Pick out each line of the rows below that contains the string "Target", and copy those lines. Case counts.
** Start Data for processing **
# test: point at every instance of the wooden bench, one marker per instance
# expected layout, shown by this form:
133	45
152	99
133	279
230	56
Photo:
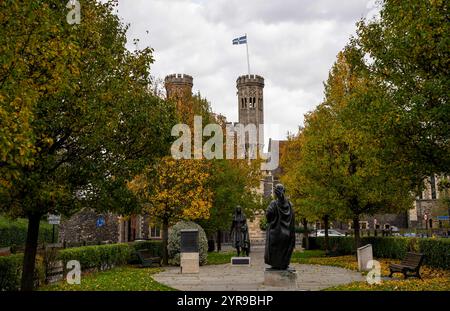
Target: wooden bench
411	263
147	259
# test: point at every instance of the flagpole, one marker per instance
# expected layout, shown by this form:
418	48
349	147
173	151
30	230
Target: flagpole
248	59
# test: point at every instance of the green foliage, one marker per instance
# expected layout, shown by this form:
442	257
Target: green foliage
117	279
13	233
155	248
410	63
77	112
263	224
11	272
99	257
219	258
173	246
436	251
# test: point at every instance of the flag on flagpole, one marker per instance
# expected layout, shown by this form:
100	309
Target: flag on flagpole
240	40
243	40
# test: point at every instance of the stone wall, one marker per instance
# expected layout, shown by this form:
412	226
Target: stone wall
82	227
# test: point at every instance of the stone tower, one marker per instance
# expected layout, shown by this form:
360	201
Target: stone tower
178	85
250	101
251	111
** End Data for processing **
** Start Data for processing **
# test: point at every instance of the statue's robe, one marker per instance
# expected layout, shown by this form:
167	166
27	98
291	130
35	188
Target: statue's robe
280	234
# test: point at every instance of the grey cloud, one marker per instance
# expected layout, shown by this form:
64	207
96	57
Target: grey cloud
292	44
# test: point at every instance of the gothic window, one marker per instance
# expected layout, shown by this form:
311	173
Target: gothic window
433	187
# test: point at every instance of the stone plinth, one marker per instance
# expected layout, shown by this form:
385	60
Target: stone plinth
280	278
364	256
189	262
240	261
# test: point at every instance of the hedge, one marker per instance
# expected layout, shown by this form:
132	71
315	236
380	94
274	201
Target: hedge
** End Data for processing **
> _Solution to this problem_:
Target: wooden bench
Target: flagpole
Target: green foliage
Target: flag on flagpole
Target: stone wall
Target: stone tower
Target: statue's robe
Target: grey cloud
Target: gothic window
Target: stone plinth
Target: hedge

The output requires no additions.